# Task to carry out
Would it be possible to write out each entry below exactly, without the pictures?

# Supplied information
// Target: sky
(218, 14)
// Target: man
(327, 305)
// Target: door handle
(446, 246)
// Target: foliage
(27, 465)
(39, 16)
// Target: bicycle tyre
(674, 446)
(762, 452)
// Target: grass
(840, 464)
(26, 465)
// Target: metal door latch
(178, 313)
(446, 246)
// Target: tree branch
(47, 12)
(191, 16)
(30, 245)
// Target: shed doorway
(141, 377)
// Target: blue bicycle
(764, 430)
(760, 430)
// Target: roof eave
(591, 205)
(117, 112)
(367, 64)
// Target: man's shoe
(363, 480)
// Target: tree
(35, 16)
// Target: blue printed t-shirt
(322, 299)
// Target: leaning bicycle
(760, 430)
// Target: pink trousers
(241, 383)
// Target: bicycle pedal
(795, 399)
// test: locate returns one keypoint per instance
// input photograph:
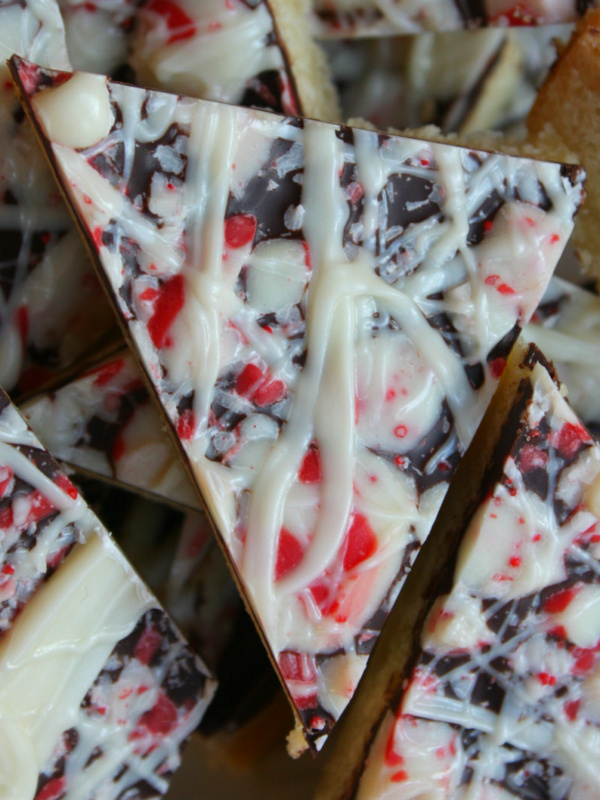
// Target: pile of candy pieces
(282, 339)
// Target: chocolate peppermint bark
(104, 423)
(99, 691)
(323, 335)
(502, 700)
(347, 18)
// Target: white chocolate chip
(84, 97)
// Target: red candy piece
(160, 719)
(269, 393)
(52, 790)
(569, 439)
(558, 601)
(256, 385)
(296, 667)
(168, 305)
(248, 380)
(175, 17)
(289, 554)
(361, 542)
(239, 230)
(186, 425)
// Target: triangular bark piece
(501, 699)
(99, 691)
(324, 313)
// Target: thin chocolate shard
(99, 689)
(257, 54)
(348, 18)
(52, 306)
(566, 326)
(501, 701)
(271, 323)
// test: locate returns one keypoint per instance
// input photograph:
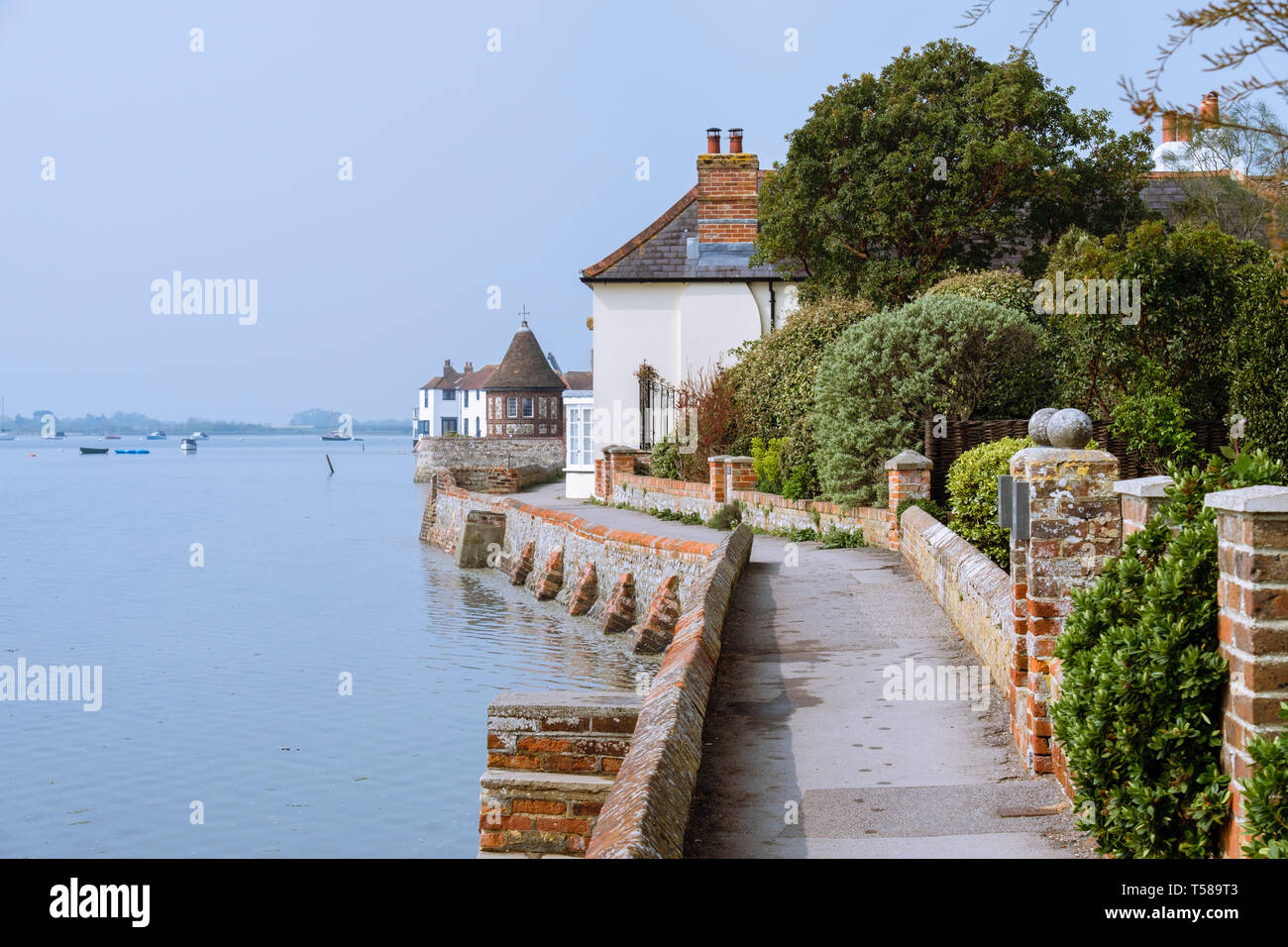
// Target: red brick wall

# Answer section
// Target: sky
(218, 14)
// Target: man
(327, 305)
// Target: door handle
(446, 246)
// Target: foliage
(27, 465)
(39, 16)
// Target: bicycle tyre
(674, 446)
(762, 452)
// Target: grass
(840, 464)
(26, 465)
// Target: metal door latch
(178, 313)
(446, 246)
// Target: tree branch
(47, 12)
(191, 16)
(30, 245)
// Target: shed doorway
(141, 377)
// Target: blue bicycle
(764, 430)
(760, 430)
// Target: roof eave
(591, 205)
(117, 112)
(367, 64)
// Target: man's shoe
(363, 480)
// Target: tree
(35, 16)
// Target: blue printed t-shirt
(322, 299)
// Target: leaning bicycle
(760, 430)
// Target: pink trousers
(241, 383)
// Target: bicycle pedal
(795, 399)
// test: locate returns one keypoint per instance
// input photograph:
// Target: pile of candy pieces
(282, 339)
// Target: chocolate peppermint bark
(104, 423)
(99, 691)
(323, 335)
(502, 700)
(347, 18)
// Target: white chocolate chip
(84, 97)
// Target: red candy piece
(160, 719)
(269, 393)
(52, 790)
(569, 439)
(558, 601)
(256, 385)
(296, 667)
(168, 305)
(248, 380)
(175, 17)
(289, 554)
(361, 542)
(239, 230)
(186, 425)
// Target: triangular bark piece
(501, 699)
(99, 691)
(324, 313)
// Target: thin chocolate shard
(99, 689)
(257, 54)
(348, 18)
(52, 306)
(566, 326)
(501, 701)
(271, 323)
// test: locate returns one keypoint per instance
// input photograph:
// Target: red brick wall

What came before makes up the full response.